— Start of Text passage —

2.1.2 Equal Opportunity Policy Statement
This statement establishes a policy framework for the implementation of equal opportunity and affirmative action principles within the Community College system. The purpose is to set forth an appropriate and consistent standard for each college and the system office. The statement constitutes the policy statement required by section 46a-68-63 of the regulations of Connecticut state agencies.
The chancellor is authorized to promulgate a supplement to this statement in order to achieve compliance with paragraphs 3 and 8 of the subject regulation, which supplement shall be an integral part of this policy statement. The chancellor is further authorized to establish system-wide standards for the implementation of affirmative action and equal opportunity consistent with the requirements of applicable law, regulation, and executive orders.
The Role and Purpose of Affirmative Action
The Board of Trustees recognizes that historically certain groups have been excluded from full participation in educational and employment opportunities and that if they are to overcome the present effects of this past exclusion affirmative steps beyond simple neutrality are required. Without such affirmative action, society runs the risk of the perpetuation of the status quo ante.

— End of Text passage —
— Start of Listing —

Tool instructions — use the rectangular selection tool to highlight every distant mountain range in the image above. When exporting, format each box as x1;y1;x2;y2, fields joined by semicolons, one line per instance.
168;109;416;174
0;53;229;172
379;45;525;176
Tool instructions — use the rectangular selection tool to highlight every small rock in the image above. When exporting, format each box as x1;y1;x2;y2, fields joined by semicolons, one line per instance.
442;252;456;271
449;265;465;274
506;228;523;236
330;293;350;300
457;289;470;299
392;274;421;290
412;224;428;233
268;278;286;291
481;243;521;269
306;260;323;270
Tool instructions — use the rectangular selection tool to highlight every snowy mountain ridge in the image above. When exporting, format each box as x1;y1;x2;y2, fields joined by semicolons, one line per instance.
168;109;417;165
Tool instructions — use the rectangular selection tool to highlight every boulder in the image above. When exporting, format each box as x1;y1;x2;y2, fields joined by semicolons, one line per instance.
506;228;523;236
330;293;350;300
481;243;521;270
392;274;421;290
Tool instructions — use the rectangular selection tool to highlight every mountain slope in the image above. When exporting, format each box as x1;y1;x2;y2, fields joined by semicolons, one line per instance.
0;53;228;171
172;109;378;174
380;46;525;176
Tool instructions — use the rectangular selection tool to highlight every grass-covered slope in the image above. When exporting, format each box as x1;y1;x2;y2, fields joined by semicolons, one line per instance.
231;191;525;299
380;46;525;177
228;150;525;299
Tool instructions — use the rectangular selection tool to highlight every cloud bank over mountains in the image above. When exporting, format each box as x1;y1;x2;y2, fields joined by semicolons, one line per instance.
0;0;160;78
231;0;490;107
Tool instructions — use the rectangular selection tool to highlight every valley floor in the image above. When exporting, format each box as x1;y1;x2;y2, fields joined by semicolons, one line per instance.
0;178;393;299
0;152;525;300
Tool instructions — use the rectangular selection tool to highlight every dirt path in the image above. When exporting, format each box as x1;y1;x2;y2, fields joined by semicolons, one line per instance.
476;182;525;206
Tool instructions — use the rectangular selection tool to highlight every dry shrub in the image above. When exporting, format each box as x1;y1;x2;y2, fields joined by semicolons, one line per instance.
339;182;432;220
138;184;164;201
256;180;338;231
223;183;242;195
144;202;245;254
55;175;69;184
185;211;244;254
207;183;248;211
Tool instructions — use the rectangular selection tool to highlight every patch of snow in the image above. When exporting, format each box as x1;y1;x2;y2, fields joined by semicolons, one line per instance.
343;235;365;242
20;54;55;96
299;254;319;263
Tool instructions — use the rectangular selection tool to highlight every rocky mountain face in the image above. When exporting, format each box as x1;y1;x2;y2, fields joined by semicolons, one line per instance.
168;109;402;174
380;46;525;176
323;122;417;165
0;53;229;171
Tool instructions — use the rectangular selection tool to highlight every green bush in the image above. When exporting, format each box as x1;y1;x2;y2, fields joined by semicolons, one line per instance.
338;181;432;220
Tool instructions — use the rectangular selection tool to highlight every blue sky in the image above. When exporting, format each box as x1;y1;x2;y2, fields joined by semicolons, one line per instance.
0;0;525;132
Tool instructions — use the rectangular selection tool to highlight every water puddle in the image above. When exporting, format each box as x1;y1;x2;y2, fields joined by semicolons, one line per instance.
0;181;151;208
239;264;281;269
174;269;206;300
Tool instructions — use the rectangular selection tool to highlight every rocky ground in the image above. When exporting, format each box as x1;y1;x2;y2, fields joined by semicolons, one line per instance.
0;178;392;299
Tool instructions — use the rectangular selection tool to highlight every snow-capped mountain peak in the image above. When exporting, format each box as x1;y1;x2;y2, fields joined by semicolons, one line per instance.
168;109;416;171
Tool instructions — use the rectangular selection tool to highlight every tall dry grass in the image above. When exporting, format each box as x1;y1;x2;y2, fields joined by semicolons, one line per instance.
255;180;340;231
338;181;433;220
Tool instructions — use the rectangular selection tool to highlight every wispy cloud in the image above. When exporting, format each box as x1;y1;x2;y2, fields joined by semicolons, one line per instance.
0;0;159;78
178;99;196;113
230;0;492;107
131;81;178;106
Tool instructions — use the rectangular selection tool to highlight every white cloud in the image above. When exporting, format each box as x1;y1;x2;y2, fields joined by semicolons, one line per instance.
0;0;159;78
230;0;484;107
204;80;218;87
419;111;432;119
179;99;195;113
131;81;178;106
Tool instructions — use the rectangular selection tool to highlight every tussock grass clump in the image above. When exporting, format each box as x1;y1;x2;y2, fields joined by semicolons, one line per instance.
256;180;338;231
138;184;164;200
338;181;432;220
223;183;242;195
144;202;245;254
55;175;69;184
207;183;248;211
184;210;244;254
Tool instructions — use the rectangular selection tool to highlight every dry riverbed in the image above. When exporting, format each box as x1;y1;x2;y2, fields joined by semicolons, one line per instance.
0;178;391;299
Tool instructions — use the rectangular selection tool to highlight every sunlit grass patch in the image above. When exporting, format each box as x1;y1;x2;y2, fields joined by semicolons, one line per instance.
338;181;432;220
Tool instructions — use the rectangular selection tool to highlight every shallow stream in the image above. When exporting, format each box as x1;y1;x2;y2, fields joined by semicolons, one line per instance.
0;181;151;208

— End of Listing —

-- What to do --
[A] According to the equal opportunity policy statement, which section of the regulations of Connecticut state agencies calls for this policy statement?
[B] Swap "chancellor" for "president" and reproduce the equal opportunity policy statement from "The chancellor is authorized" up to and including "status quo ante.".

-- Answer list --
[A] Section 46a-68-63.

[B]
The president is authorized to promulgate a supplement to this statement in order to achieve compliance with paragraphs 3 and 8 of the subject regulation, which supplement shall be an integral part of this policy statement. The president is further authorized to establish system-wide standards for the implementation of affirmative action and equal opportunity consistent with the requirements of applicable law, regulation, and executive orders.
The Role and Purpose of Affirmative Action
The Board of Trustees recognizes that historically certain groups have been excluded from full participation in educational and employment opportunities and that if they are to overcome the present effects of this past exclusion affirmative steps beyond simple neutrality are required. Without such affirmative action, society runs the risk of the perpetuation of the status quo ante.